• _Your task_: Reproduce the part of the motor description below that starts with "The motor 12 is a" and goes on through "equipment (not illustrated).", word for word.

• _Passage shown_:
FIG. 4 is a perspective view illustrating the outward appearance of a part (a stator core 30, an insulator 32, and a coil 34 described later) of the motor 12 on the right side of an imaginary vertical plane 80 lying along the vertical direction Z1-Z2 and including a rotational axis Ax in FIG. 2. FIG. 5A is a schematic illustration of the motor 12 as viewed in the rotational axis direction X2 (the same as FIG. 2). FIGS. 5B and 5C illustrate simplified cross-sections, taken along a radial direction R2, of a part (a stator core 30, an insulator 32, and a coil 34 described later) of the motor 12 on the left and right sides, respectively, of the imaginary vertical plane 80 including the rotational axis Ax.
The motor 12 is a driving source for generating a driving force F for the vehicle 10. The motor 12 is of a three-phase alternating-current brushless type. The motor 12 generates the driving force F for the vehicle 10 on the basis of electric power supplied from a battery (not illustrated) via an inverter (not illustrated). In addition, the motor 12 charges the battery by outputting electric power generated by regeneration (regenerated power Preg) [W] to the battery. The regenerated power Preg may be outputted to a 12-volt system or auxiliary equipment (not illustrated).

• _Data excerpts_:
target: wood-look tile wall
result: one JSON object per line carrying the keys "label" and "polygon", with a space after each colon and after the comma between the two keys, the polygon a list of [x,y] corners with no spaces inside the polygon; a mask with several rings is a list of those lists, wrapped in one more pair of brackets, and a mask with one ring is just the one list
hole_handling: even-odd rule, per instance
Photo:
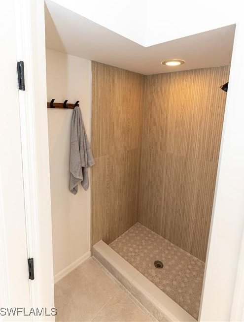
{"label": "wood-look tile wall", "polygon": [[92,244],[138,221],[144,76],[92,63]]}
{"label": "wood-look tile wall", "polygon": [[139,221],[205,261],[229,67],[146,76]]}

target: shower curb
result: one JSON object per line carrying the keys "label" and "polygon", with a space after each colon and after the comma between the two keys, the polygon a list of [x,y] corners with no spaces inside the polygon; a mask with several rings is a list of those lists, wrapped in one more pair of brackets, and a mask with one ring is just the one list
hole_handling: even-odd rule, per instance
{"label": "shower curb", "polygon": [[102,240],[93,246],[93,256],[158,321],[196,322],[189,313]]}

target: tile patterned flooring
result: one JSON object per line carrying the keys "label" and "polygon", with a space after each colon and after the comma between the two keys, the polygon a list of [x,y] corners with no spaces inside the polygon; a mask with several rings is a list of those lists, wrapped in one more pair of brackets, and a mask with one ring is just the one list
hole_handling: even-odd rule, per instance
{"label": "tile patterned flooring", "polygon": [[154,321],[92,258],[57,283],[54,290],[56,321]]}
{"label": "tile patterned flooring", "polygon": [[[131,265],[196,320],[205,263],[137,223],[110,244]],[[156,260],[164,267],[156,268]]]}

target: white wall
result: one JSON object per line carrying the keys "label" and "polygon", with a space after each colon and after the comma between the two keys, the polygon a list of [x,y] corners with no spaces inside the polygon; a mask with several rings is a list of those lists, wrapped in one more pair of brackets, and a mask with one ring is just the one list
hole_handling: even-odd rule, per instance
{"label": "white wall", "polygon": [[[46,50],[47,101],[79,100],[87,135],[91,132],[90,62]],[[89,256],[90,190],[69,190],[70,124],[73,110],[48,109],[51,197],[55,280]],[[71,265],[71,266],[70,266]],[[58,274],[58,275],[57,275]]]}

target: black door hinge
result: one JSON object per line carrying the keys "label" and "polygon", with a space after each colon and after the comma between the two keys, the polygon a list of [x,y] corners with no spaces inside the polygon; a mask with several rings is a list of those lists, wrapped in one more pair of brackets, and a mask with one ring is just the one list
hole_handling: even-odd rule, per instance
{"label": "black door hinge", "polygon": [[29,278],[33,281],[34,279],[34,259],[28,258]]}
{"label": "black door hinge", "polygon": [[24,62],[17,62],[17,70],[18,72],[18,80],[19,82],[19,90],[25,91],[25,70],[24,69]]}

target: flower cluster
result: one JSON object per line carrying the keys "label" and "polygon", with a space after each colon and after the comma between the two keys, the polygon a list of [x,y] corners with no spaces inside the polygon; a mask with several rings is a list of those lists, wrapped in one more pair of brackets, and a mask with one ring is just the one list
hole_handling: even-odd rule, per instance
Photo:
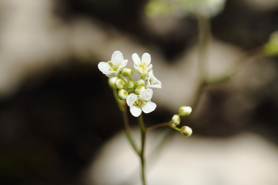
{"label": "flower cluster", "polygon": [[[154,75],[150,54],[144,53],[140,59],[138,55],[134,53],[132,55],[132,59],[134,62],[133,69],[141,76],[137,81],[131,77],[133,74],[132,70],[125,67],[128,60],[124,59],[123,54],[119,51],[114,52],[111,61],[100,62],[98,67],[100,71],[110,78],[109,83],[114,83],[118,89],[119,98],[126,101],[131,114],[138,117],[142,111],[148,113],[155,109],[156,105],[151,101],[153,96],[152,89],[161,88],[161,82]],[[134,93],[129,94],[132,92]]]}

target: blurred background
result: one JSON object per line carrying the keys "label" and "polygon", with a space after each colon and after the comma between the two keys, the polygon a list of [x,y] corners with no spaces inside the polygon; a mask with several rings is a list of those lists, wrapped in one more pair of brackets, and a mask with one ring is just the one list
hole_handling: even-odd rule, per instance
{"label": "blurred background", "polygon": [[[137,184],[113,182],[118,175],[111,172],[112,182],[99,180],[113,166],[94,175],[108,158],[97,154],[111,152],[99,153],[105,143],[122,143],[113,140],[121,138],[121,115],[97,67],[119,50],[129,67],[133,54],[150,53],[162,82],[152,99],[157,108],[144,115],[146,125],[169,121],[181,106],[192,107],[181,121],[192,129],[192,138],[180,139],[168,128],[150,134],[170,136],[160,141],[166,143],[164,154],[191,155],[185,157],[192,157],[188,165],[196,167],[187,172],[193,179],[188,184],[277,184],[278,58],[262,51],[278,30],[278,2],[223,2],[211,17],[209,83],[200,86],[198,24],[190,14],[150,18],[147,0],[0,1],[0,183]],[[173,141],[190,150],[177,151],[169,146]],[[248,160],[254,163],[244,163]],[[233,167],[237,161],[242,168]],[[217,171],[206,174],[214,164]],[[203,179],[210,181],[198,181]],[[164,184],[156,182],[150,184]]]}

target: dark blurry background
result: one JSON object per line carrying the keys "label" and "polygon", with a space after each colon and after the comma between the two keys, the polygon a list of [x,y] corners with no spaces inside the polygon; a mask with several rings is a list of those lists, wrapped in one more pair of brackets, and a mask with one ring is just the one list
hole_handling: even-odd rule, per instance
{"label": "dark blurry background", "polygon": [[[163,34],[152,32],[142,18],[147,2],[57,0],[50,13],[66,25],[82,16],[96,21],[100,27],[116,27],[139,43],[156,48],[168,62],[173,63],[172,59],[197,42],[196,20],[181,18],[175,29]],[[223,11],[212,19],[213,36],[246,51],[257,48],[278,30],[276,6],[260,9],[245,1],[228,0]],[[21,8],[24,8],[19,5],[17,10]],[[0,20],[0,25],[2,33],[6,25]],[[251,57],[254,53],[248,55]],[[74,54],[58,59],[57,63],[66,64],[53,65],[46,72],[39,72],[44,71],[40,68],[36,75],[24,76],[19,87],[1,98],[1,184],[80,184],[80,177],[97,150],[123,129],[107,78],[97,67],[104,59],[80,58]],[[240,74],[233,80],[243,78],[248,81],[253,75],[264,79],[268,75],[267,67],[270,66],[272,77],[259,85],[235,85],[228,81],[206,87],[198,111],[183,121],[194,133],[206,137],[226,137],[251,131],[278,145],[277,60],[257,57],[252,62],[259,69]],[[250,100],[252,105],[246,106],[245,102]],[[158,107],[155,112],[145,115],[146,124],[167,121],[173,114]],[[130,119],[134,124],[134,119]]]}

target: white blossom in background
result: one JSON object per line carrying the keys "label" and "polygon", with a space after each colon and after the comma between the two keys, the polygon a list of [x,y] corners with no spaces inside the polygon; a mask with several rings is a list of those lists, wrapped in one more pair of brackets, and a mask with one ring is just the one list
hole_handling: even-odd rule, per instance
{"label": "white blossom in background", "polygon": [[143,90],[139,96],[133,93],[129,95],[126,99],[126,103],[129,106],[131,114],[138,117],[142,111],[145,113],[154,111],[156,104],[150,101],[152,96],[153,90],[150,88]]}
{"label": "white blossom in background", "polygon": [[153,70],[150,71],[147,75],[144,77],[143,80],[145,82],[145,87],[146,88],[161,88],[161,82],[158,80],[154,75]]}
{"label": "white blossom in background", "polygon": [[153,65],[150,64],[150,55],[147,53],[143,54],[141,60],[140,60],[137,53],[133,54],[132,60],[134,62],[134,70],[141,76],[146,76],[152,68]]}
{"label": "white blossom in background", "polygon": [[111,61],[100,62],[98,67],[102,73],[111,78],[119,75],[121,70],[126,65],[127,62],[127,60],[124,59],[122,53],[119,51],[116,51],[112,55]]}

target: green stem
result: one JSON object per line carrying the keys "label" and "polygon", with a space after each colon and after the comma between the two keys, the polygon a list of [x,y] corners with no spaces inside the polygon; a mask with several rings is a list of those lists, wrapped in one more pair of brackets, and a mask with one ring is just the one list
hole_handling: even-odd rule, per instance
{"label": "green stem", "polygon": [[172,128],[172,129],[175,129],[175,130],[178,130],[178,131],[179,131],[179,132],[180,132],[180,129],[179,129],[179,128],[177,128],[177,127],[171,127],[171,128]]}
{"label": "green stem", "polygon": [[142,114],[138,117],[138,123],[141,131],[141,150],[140,153],[140,158],[141,158],[141,167],[142,180],[143,185],[145,185],[146,182],[145,179],[145,159],[144,157],[144,151],[145,148],[145,142],[146,141],[146,128],[144,124]]}
{"label": "green stem", "polygon": [[154,129],[155,128],[157,128],[158,127],[160,127],[161,126],[169,126],[169,124],[170,124],[170,123],[171,122],[171,121],[169,121],[169,122],[166,122],[166,123],[159,123],[159,124],[157,124],[157,125],[152,125],[151,126],[147,126],[146,127],[146,130],[150,130],[151,129]]}
{"label": "green stem", "polygon": [[138,155],[140,156],[141,154],[131,136],[131,132],[130,130],[130,127],[129,127],[129,124],[128,124],[126,109],[125,107],[124,111],[123,111],[123,117],[124,118],[124,133],[125,134],[125,135],[126,136],[126,137],[127,138],[128,141],[129,142],[129,143],[132,146],[133,150]]}
{"label": "green stem", "polygon": [[199,50],[198,64],[199,69],[198,85],[197,93],[192,102],[193,108],[196,106],[204,87],[207,84],[207,57],[209,44],[212,38],[209,18],[200,15],[196,15],[199,28]]}

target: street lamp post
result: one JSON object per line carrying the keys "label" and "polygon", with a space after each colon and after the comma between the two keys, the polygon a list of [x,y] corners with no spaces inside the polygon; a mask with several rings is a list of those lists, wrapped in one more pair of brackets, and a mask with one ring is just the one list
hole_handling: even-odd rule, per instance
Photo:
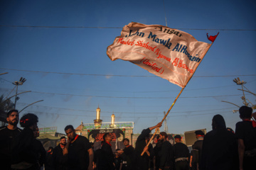
{"label": "street lamp post", "polygon": [[[18,92],[18,86],[22,85],[25,81],[26,81],[26,79],[23,77],[21,77],[20,80],[16,81],[14,82],[13,82],[12,84],[15,86],[16,86],[16,95],[17,95],[17,92]],[[19,97],[18,97],[17,96],[15,97],[15,103],[14,103],[14,109],[16,108],[16,103],[17,102],[17,101],[19,99]]]}
{"label": "street lamp post", "polygon": [[242,86],[243,84],[246,84],[246,82],[244,81],[243,80],[241,81],[240,80],[239,77],[238,77],[238,79],[233,79],[233,81],[235,83],[236,83],[236,84],[238,84],[238,85],[242,85],[242,91],[243,96],[241,98],[245,101],[245,105],[248,106],[248,104],[246,103],[246,98],[245,98],[245,91],[244,91],[244,89],[243,89],[243,86]]}

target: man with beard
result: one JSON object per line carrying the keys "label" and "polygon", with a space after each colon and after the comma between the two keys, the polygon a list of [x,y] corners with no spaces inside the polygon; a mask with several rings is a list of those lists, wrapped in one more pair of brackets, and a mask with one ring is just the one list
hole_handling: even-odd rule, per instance
{"label": "man with beard", "polygon": [[18,111],[9,111],[6,120],[8,125],[0,128],[0,164],[3,169],[11,169],[12,143],[14,138],[21,132],[21,130],[17,128]]}
{"label": "man with beard", "polygon": [[123,160],[122,170],[133,170],[134,169],[134,148],[129,145],[129,139],[124,138],[123,142],[125,148],[117,151],[122,153],[121,157]]}
{"label": "man with beard", "polygon": [[200,170],[235,170],[238,169],[238,142],[235,134],[226,129],[224,118],[215,115],[213,130],[203,138]]}
{"label": "man with beard", "polygon": [[68,156],[69,170],[92,170],[93,151],[87,138],[75,133],[73,125],[67,125],[65,132],[68,144],[63,154]]}
{"label": "man with beard", "polygon": [[114,170],[114,154],[112,150],[110,142],[112,137],[110,133],[103,135],[102,145],[100,151],[102,159],[100,161],[97,169],[99,170]]}
{"label": "man with beard", "polygon": [[65,164],[66,157],[63,155],[63,149],[67,144],[65,137],[61,137],[60,144],[53,149],[53,158],[55,170],[67,170],[68,167]]}
{"label": "man with beard", "polygon": [[[136,166],[138,170],[148,170],[149,166],[149,159],[154,157],[154,150],[152,144],[149,144],[146,147],[147,143],[149,141],[150,132],[157,128],[161,126],[161,123],[159,123],[156,125],[144,129],[142,130],[141,135],[136,141],[135,154],[136,154]],[[145,152],[142,156],[141,156],[142,152]]]}
{"label": "man with beard", "polygon": [[188,147],[181,142],[181,136],[174,136],[176,144],[174,145],[176,170],[188,170],[189,150]]}
{"label": "man with beard", "polygon": [[174,151],[171,144],[166,140],[168,137],[165,132],[159,134],[159,140],[162,142],[159,151],[159,170],[172,170],[174,166]]}

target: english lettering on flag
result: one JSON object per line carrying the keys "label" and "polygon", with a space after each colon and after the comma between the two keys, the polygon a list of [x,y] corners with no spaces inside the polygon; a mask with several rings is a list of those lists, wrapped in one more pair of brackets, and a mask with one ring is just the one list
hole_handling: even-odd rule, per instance
{"label": "english lettering on flag", "polygon": [[107,55],[112,61],[129,61],[184,88],[210,47],[181,30],[132,22],[107,47]]}

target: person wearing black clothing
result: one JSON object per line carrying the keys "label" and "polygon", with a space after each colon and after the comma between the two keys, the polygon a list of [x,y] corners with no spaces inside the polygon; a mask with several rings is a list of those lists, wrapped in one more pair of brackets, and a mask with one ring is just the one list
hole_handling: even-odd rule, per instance
{"label": "person wearing black clothing", "polygon": [[242,120],[235,125],[235,135],[238,138],[238,154],[240,169],[255,169],[256,162],[256,122],[250,120],[252,116],[256,118],[252,108],[244,106],[239,109]]}
{"label": "person wearing black clothing", "polygon": [[114,170],[120,170],[120,168],[121,168],[121,165],[122,165],[122,157],[120,157],[120,153],[118,152],[118,151],[119,151],[120,149],[116,149],[116,152],[114,153],[115,154],[115,157],[114,158]]}
{"label": "person wearing black clothing", "polygon": [[11,169],[11,150],[14,139],[16,137],[21,129],[17,128],[18,111],[11,110],[7,113],[7,126],[0,128],[0,164],[3,169]]}
{"label": "person wearing black clothing", "polygon": [[200,170],[235,170],[238,168],[237,139],[226,129],[220,115],[213,118],[213,130],[203,138]]}
{"label": "person wearing black clothing", "polygon": [[12,151],[13,164],[11,169],[38,169],[40,167],[38,153],[34,148],[34,134],[38,118],[33,113],[23,115],[20,125],[24,128],[15,141]]}
{"label": "person wearing black clothing", "polygon": [[181,135],[174,136],[174,139],[176,144],[174,145],[174,154],[176,170],[188,170],[188,148],[181,142]]}
{"label": "person wearing black clothing", "polygon": [[154,169],[159,169],[160,166],[160,155],[159,152],[161,150],[161,147],[162,144],[161,140],[159,140],[159,135],[156,137],[156,144],[154,147]]}
{"label": "person wearing black clothing", "polygon": [[118,151],[121,153],[122,159],[122,170],[134,170],[134,148],[129,145],[129,140],[127,138],[123,140],[125,148],[122,150]]}
{"label": "person wearing black clothing", "polygon": [[[37,162],[39,164],[38,169],[40,169],[41,168],[43,169],[43,164],[46,165],[46,149],[44,149],[41,142],[36,140],[36,137],[39,137],[38,128],[36,128],[36,129],[35,130],[33,130],[33,136],[34,136],[34,139],[32,142],[33,150],[36,153]],[[48,170],[48,169],[46,169],[46,170]]]}
{"label": "person wearing black clothing", "polygon": [[67,125],[65,132],[68,144],[63,154],[68,156],[70,170],[92,170],[93,151],[87,138],[75,133],[73,125]]}
{"label": "person wearing black clothing", "polygon": [[53,149],[53,159],[55,170],[68,170],[68,157],[63,155],[63,149],[66,144],[66,138],[63,136],[60,137],[60,144]]}
{"label": "person wearing black clothing", "polygon": [[110,142],[112,137],[110,133],[105,133],[103,135],[103,140],[102,147],[100,149],[101,160],[97,165],[99,170],[114,170],[114,154],[112,150],[112,145]]}
{"label": "person wearing black clothing", "polygon": [[53,147],[49,147],[46,153],[45,170],[55,170],[53,159]]}
{"label": "person wearing black clothing", "polygon": [[[149,159],[154,157],[154,150],[152,144],[149,144],[149,147],[146,147],[147,142],[149,140],[150,132],[156,128],[160,128],[161,123],[159,123],[156,125],[143,130],[142,134],[139,135],[135,147],[136,154],[136,166],[138,170],[148,170],[149,166]],[[142,152],[145,152],[141,156]]]}
{"label": "person wearing black clothing", "polygon": [[162,144],[159,151],[159,170],[174,169],[174,151],[171,144],[166,140],[167,137],[166,132],[160,132],[159,140],[161,140]]}
{"label": "person wearing black clothing", "polygon": [[203,140],[204,137],[204,133],[201,130],[196,130],[195,133],[197,140],[193,144],[193,150],[191,151],[190,160],[190,162],[191,162],[191,166],[190,166],[192,169],[198,169],[198,167],[199,167],[199,164],[201,164]]}

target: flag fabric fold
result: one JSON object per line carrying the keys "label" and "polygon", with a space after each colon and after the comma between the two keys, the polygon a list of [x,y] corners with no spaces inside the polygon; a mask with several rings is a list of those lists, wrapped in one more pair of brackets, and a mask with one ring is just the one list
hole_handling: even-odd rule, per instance
{"label": "flag fabric fold", "polygon": [[210,45],[160,25],[130,23],[107,47],[111,60],[129,61],[184,88]]}

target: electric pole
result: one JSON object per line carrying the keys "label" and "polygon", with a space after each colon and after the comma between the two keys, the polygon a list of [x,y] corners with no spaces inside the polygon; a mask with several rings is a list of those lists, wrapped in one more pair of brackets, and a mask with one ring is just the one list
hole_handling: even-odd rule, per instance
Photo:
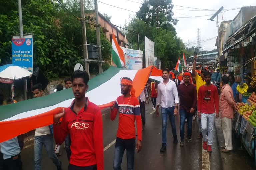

• _Response to this exercise_:
The motor 12 is a driving source for generating a driving force F for the vehicle 10. The motor 12 is of a three-phase alternating-current brushless type. The motor 12 generates the driving force F for the vehicle 10 on the basis of electric power supplied from a battery (not illustrated) via an inverter (not illustrated). In addition, the motor 12 charges the battery by outputting electric power generated by regeneration (regenerated power Preg) [W] to the battery. The regenerated power Preg may be outputted to a 12-volt system or auxiliary equipment (not illustrated).